ZADANIE PISEMNE 1 ▸
Policz wiersze wykazu poniżej, w których występuje słowo „podium”. Podaj wyłącznie tę liczbę.

W sobotę obóz odwiedziła ponad 20-osobowa grupa seniorów z Kręgu Starszych Harcerzy Seniorów ze Śmigla wraz z Przewodniczącym Rady Przyjaciół Harcerstwa Panem Józefem Cieślą. Natomiast niedzielnych gości nie byłoby łatwo zliczyć. To rodziny i przyjaciele przyjechali do wszystkich uczestników.
Na bazie obozowej odbył się także Festiwal Piosenki Harcerskiej Wilcze 2010 do udziału w którym, zostały zaproszone wszystkie podobozy. Obóz śmigielskiego Hufca zajął II miejsce!
W ostatni wieczór obozu przy świecowisku, odbyła się gala wręczenie „obozowych oskarów” nazywanych „Harce obozowe”. Uczestnicy wytypowali zwycięzców w takich kategoriach jak: pracuś, krzykacz, obozowa para, maruda, śpioch, ściemniacz, modniś, pomocna dłoń. Bezkonkurencyjna okazała się dh Dominika, która otrzymała 3 harce!
W ostatni dzień obozu – w sobotę 14 sierpnia 2010 r., wszyscy uczestnicy pracowali przy rozbiórce obozu, gdyż grupa kwatermistrzowska tylko rozbija obóz, natomiast likwidują go wszyscy obozowicze. Nie było łatwo, bo prace utrudniał padający deszcz.

ZADANIE PISEMNE 2 ▸
Proszę ocenić, czy stwierdzenia (a), (b) i (c) zgadzają się z tekstem o obozie powyżej, i przy każdym podać „tak” lub „nie” wraz z dosłownym cytatem rozstrzygających słów tekstu.
(a) Grupa seniorów ze Śmigla odwiedziła obóz w niedzielę.
(b) Obóz śmigielskiego Hufca zajął II miejsce na festiwalu piosenki.
(c) Obóz likwidowała wyłącznie grupa kwatermistrzowska.

WPISY ▸

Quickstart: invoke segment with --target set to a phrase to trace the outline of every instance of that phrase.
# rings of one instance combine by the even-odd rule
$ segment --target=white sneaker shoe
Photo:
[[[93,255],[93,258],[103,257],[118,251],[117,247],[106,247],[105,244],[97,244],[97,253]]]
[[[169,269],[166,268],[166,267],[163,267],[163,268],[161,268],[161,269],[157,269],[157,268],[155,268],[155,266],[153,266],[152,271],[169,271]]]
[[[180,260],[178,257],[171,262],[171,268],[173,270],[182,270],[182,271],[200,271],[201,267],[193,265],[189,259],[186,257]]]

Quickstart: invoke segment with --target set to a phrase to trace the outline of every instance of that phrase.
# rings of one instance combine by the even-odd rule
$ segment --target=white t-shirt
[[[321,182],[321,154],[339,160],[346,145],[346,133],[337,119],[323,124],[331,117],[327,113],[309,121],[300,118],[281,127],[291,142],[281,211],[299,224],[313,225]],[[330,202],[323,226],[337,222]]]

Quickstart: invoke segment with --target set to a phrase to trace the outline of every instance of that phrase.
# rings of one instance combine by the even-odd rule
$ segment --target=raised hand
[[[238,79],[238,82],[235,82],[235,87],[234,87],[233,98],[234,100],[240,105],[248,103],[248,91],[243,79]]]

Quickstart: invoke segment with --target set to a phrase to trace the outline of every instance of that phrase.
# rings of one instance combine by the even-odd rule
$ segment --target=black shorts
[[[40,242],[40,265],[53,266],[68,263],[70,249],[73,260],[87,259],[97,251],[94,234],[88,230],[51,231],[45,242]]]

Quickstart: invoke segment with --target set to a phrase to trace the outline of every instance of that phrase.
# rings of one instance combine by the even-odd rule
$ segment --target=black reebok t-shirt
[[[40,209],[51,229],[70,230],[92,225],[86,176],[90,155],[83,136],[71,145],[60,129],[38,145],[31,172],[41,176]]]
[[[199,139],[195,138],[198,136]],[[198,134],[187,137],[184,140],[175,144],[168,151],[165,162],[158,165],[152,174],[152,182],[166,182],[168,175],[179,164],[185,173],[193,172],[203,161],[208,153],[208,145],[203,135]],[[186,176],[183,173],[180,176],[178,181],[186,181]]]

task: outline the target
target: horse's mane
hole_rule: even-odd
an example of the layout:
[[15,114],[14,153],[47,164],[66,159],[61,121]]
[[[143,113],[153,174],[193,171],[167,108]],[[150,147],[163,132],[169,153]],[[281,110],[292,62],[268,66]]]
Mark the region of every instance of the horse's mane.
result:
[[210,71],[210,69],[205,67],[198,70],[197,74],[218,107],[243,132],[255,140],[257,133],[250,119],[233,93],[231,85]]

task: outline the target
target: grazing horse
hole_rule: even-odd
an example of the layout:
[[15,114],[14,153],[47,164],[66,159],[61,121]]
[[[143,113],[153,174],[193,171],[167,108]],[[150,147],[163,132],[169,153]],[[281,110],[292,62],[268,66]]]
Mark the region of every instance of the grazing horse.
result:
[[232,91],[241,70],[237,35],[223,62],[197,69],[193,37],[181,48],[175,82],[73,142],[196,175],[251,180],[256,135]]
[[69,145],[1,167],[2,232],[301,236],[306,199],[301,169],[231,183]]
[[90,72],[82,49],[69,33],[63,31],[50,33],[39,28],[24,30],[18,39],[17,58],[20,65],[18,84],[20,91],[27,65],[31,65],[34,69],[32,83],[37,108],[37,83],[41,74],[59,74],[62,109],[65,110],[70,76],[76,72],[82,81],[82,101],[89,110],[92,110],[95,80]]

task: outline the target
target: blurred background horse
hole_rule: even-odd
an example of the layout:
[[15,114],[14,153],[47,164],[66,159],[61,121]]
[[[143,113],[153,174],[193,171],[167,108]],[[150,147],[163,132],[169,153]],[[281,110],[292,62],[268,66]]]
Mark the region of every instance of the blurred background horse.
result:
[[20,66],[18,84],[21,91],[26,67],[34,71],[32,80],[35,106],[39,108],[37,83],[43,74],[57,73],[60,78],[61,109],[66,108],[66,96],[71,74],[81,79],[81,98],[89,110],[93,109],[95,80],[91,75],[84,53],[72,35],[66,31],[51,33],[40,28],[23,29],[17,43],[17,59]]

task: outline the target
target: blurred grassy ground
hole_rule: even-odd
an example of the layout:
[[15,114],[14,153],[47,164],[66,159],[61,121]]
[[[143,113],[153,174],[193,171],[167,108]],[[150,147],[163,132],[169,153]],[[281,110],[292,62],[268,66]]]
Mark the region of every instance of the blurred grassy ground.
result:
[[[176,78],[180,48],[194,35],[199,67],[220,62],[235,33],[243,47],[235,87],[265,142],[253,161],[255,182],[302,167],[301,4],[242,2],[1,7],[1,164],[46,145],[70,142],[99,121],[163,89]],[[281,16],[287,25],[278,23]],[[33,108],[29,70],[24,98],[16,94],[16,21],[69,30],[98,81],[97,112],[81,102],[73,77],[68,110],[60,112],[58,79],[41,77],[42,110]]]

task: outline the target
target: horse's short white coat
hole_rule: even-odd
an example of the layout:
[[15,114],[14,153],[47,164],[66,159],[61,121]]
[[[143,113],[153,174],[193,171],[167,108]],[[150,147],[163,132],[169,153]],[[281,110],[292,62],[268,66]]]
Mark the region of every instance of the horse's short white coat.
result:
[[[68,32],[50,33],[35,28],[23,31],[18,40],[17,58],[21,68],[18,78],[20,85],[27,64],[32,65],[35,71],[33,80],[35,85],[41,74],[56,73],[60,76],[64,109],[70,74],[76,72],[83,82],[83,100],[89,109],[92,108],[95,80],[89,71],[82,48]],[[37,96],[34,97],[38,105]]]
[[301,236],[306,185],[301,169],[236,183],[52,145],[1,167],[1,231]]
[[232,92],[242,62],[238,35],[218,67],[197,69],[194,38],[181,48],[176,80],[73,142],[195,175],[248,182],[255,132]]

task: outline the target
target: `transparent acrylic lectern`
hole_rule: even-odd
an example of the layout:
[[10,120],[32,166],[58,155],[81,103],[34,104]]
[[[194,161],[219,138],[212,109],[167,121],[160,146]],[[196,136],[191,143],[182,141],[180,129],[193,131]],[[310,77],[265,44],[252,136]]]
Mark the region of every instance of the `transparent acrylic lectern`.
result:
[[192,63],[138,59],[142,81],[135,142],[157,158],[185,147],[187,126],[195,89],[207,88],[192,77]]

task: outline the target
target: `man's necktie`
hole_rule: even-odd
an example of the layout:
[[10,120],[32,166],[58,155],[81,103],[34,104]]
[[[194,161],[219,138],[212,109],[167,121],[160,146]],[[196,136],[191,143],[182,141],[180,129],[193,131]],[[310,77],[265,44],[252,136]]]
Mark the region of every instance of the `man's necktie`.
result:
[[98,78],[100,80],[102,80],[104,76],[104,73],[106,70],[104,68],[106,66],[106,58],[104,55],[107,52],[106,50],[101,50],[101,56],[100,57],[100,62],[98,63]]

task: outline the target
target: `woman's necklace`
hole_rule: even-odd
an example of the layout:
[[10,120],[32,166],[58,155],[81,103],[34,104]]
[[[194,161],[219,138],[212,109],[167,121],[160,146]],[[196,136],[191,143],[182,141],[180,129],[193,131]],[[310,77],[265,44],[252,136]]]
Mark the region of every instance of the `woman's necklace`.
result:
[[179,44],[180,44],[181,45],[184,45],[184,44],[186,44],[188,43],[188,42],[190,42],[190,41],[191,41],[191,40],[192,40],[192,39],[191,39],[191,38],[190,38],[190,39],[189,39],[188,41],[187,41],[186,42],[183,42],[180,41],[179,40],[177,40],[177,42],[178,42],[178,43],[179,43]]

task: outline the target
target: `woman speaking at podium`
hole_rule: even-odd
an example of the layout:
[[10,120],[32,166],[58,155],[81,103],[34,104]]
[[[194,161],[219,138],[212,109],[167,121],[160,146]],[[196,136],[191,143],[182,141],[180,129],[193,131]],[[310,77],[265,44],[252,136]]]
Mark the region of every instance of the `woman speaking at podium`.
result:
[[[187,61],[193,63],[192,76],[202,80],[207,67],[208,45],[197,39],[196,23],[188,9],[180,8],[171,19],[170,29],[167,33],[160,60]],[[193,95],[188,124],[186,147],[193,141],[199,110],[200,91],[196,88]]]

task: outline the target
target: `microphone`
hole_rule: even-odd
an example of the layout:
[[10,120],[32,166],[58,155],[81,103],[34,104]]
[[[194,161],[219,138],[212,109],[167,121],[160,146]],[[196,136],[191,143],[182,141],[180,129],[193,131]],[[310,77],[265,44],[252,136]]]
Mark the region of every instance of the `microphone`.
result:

POPRAWNA ODPOWIEDŹ 1 ▸
2

POPRAWNA ODPOWIEDŹ 2 ▸
(a) Nie: „W sobotę obóz odwiedziła ponad 20-osobowa grupa seniorów”.
(b) Tak: „Obóz śmigielskiego Hufca zajął II miejsce!”
(c) Nie: „grupa kwatermistrzowska tylko rozbija obóz, natomiast likwidują go wszyscy obozowicze”.